::: EXTRACTED DATA :::

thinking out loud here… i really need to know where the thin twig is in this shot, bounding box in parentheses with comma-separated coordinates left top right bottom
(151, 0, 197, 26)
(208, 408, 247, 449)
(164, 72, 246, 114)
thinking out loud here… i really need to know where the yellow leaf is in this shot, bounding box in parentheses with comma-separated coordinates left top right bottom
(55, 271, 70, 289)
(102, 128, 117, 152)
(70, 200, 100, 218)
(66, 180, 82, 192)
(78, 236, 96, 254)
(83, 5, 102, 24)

:::

Word for word, copy every entry.

thinking out loud here… i really need to know where the thin twig is in this shot, bounding box in parentheses with comma-separated coordinates left top right bottom
(151, 0, 197, 26)
(208, 408, 247, 449)
(164, 72, 246, 114)
thinking out loud here… i really need to know where the yellow leaf is in this shot, bounding box in parentheses with comma-separated coordinates left top right bottom
(55, 271, 70, 289)
(102, 128, 117, 152)
(70, 200, 100, 218)
(66, 180, 82, 192)
(78, 236, 96, 254)
(83, 5, 102, 24)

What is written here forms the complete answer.